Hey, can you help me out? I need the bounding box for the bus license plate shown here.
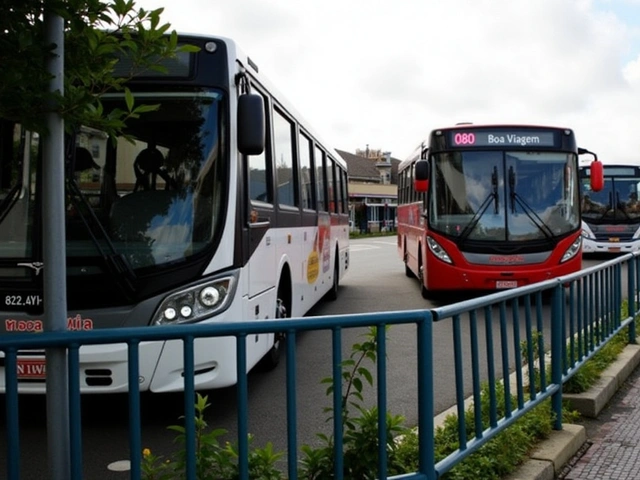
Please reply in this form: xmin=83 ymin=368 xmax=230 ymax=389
xmin=18 ymin=358 xmax=45 ymax=380
xmin=1 ymin=293 xmax=42 ymax=310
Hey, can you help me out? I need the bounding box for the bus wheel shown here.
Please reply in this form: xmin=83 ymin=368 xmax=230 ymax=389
xmin=404 ymin=260 xmax=414 ymax=278
xmin=258 ymin=298 xmax=287 ymax=372
xmin=418 ymin=261 xmax=432 ymax=300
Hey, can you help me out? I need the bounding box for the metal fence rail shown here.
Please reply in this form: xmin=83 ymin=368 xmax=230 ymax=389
xmin=0 ymin=254 xmax=638 ymax=480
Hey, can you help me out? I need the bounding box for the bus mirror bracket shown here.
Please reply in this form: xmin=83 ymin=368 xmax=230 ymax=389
xmin=413 ymin=160 xmax=429 ymax=192
xmin=238 ymin=93 xmax=265 ymax=155
xmin=236 ymin=71 xmax=266 ymax=155
xmin=578 ymin=148 xmax=604 ymax=192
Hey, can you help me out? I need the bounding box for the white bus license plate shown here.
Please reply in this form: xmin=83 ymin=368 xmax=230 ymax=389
xmin=18 ymin=358 xmax=46 ymax=380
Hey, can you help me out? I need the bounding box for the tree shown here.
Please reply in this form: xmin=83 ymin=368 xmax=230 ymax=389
xmin=0 ymin=0 xmax=195 ymax=135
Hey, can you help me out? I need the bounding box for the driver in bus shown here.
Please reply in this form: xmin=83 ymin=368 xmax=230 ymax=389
xmin=581 ymin=195 xmax=607 ymax=213
xmin=625 ymin=192 xmax=640 ymax=213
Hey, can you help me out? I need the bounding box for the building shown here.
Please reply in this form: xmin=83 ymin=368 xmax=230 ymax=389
xmin=337 ymin=147 xmax=400 ymax=233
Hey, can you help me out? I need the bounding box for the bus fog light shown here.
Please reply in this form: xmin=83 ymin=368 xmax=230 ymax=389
xmin=560 ymin=237 xmax=582 ymax=263
xmin=427 ymin=237 xmax=453 ymax=263
xmin=200 ymin=287 xmax=220 ymax=307
xmin=164 ymin=307 xmax=178 ymax=320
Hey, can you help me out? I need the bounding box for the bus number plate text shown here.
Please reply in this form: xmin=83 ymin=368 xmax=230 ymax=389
xmin=18 ymin=358 xmax=46 ymax=380
xmin=2 ymin=294 xmax=42 ymax=309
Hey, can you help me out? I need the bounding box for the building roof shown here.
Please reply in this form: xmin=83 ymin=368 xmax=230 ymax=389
xmin=336 ymin=149 xmax=400 ymax=185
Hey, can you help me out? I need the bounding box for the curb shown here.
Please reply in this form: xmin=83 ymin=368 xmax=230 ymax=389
xmin=504 ymin=344 xmax=640 ymax=480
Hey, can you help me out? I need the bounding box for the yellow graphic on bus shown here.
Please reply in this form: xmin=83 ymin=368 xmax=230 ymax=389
xmin=307 ymin=250 xmax=320 ymax=284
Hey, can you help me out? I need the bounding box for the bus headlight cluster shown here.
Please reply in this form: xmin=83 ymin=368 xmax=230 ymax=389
xmin=580 ymin=222 xmax=596 ymax=240
xmin=427 ymin=237 xmax=453 ymax=264
xmin=560 ymin=237 xmax=582 ymax=263
xmin=154 ymin=276 xmax=235 ymax=325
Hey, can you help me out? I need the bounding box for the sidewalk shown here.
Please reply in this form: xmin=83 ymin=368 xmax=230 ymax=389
xmin=505 ymin=344 xmax=640 ymax=480
xmin=557 ymin=354 xmax=640 ymax=480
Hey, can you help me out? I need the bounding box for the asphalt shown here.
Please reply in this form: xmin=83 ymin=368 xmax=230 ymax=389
xmin=505 ymin=345 xmax=640 ymax=480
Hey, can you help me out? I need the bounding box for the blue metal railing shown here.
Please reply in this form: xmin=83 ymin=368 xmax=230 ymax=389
xmin=0 ymin=254 xmax=639 ymax=480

^^^^^^^^

Format the listing above as a two-column CSV with the headers text and coordinates, one row for each labeled object. Put each field in quotes, replace line breaks with spaces, and leave out the pictures.

**Reply to the task:**
text,coordinates
"Hey, can you help me out? I need the bounding box for the bus license plate shown here. Please reply in this form: xmin=83 ymin=368 xmax=230 ymax=389","xmin=18 ymin=358 xmax=45 ymax=380 xmin=1 ymin=293 xmax=42 ymax=310"
"Hey, can you help me out? I need the bounding box for the bus wheel shown here. Please reply in this form: xmin=83 ymin=368 xmax=230 ymax=389","xmin=404 ymin=260 xmax=414 ymax=278 xmin=258 ymin=298 xmax=287 ymax=372 xmin=418 ymin=261 xmax=432 ymax=300"
"Hey, can you help me out? I need the bounding box for the metal fence rail shown here. Please reply in this form: xmin=83 ymin=368 xmax=230 ymax=389","xmin=0 ymin=254 xmax=638 ymax=480"
"Hey, can you help me out? I need the bounding box for the bus mirror bracket shown here. Please reply in this form: xmin=83 ymin=368 xmax=230 ymax=389","xmin=413 ymin=160 xmax=429 ymax=192 xmin=238 ymin=93 xmax=265 ymax=155 xmin=236 ymin=71 xmax=266 ymax=155 xmin=578 ymin=148 xmax=604 ymax=192"
"Hey, can you help me out? I need the bounding box for the white bus license plate shown here. Please reply in this form: xmin=83 ymin=368 xmax=230 ymax=389","xmin=18 ymin=358 xmax=46 ymax=380"
"Hey, can you help me out? I need the bounding box for the tree shown here. Please reply in this form: xmin=83 ymin=368 xmax=230 ymax=389","xmin=0 ymin=0 xmax=195 ymax=135"
"Hey, can you help me out? I need the bounding box for the driver in bus shown here. Please reply in this form: xmin=83 ymin=368 xmax=230 ymax=389","xmin=581 ymin=195 xmax=607 ymax=213 xmin=625 ymin=192 xmax=640 ymax=213"
"Hey, can you help me out? I need the bounding box for the building shown here. Please reply in this form: xmin=83 ymin=368 xmax=230 ymax=389","xmin=337 ymin=147 xmax=400 ymax=233"
"Hey, can you help me out? I need the bounding box for the bus fog light shown here. Please reply in this form: xmin=83 ymin=368 xmax=230 ymax=389","xmin=560 ymin=237 xmax=582 ymax=263 xmin=427 ymin=237 xmax=453 ymax=263 xmin=200 ymin=287 xmax=220 ymax=307 xmin=164 ymin=307 xmax=178 ymax=320"
"Hey, can you help me out? I need the bounding box for the bus number plate text shown here. Please reply in this form: xmin=83 ymin=368 xmax=230 ymax=389","xmin=18 ymin=358 xmax=46 ymax=380 xmin=2 ymin=294 xmax=42 ymax=309"
"Hey, can you help me out? I need the bounding box for the building roof shown here. Please reply in this form: xmin=83 ymin=368 xmax=230 ymax=389","xmin=336 ymin=149 xmax=400 ymax=185"
"Hey, can you help me out? I need the bounding box for the curb shown here. Please reply in this form: xmin=83 ymin=368 xmax=230 ymax=389","xmin=504 ymin=344 xmax=640 ymax=480"
"Hey, can you help me out? I need the bounding box for the yellow graphic on bus shown here. Please reply in this form: xmin=83 ymin=368 xmax=230 ymax=389","xmin=307 ymin=250 xmax=320 ymax=284"
"Hey, can you help me out? I need the bounding box for the bus headlight cluster shown here. Please reply in this form: xmin=83 ymin=368 xmax=230 ymax=389","xmin=580 ymin=222 xmax=596 ymax=240 xmin=427 ymin=237 xmax=453 ymax=264 xmin=560 ymin=237 xmax=582 ymax=263 xmin=154 ymin=276 xmax=235 ymax=325"
"Hey, can you help me out? I need the bounding box for the sidewalk shown here. Please reply in this form: xmin=83 ymin=368 xmax=230 ymax=389","xmin=505 ymin=344 xmax=640 ymax=480 xmin=557 ymin=354 xmax=640 ymax=480"
"Hey, can you help me out? I need the bounding box for the asphalt shown here. Please reply in this form: xmin=83 ymin=368 xmax=230 ymax=389","xmin=505 ymin=345 xmax=640 ymax=480"
"Hey, can you help me out? I need the bounding box for the blue metal railing shown here. Please reply in this form: xmin=83 ymin=368 xmax=230 ymax=389","xmin=0 ymin=254 xmax=639 ymax=480"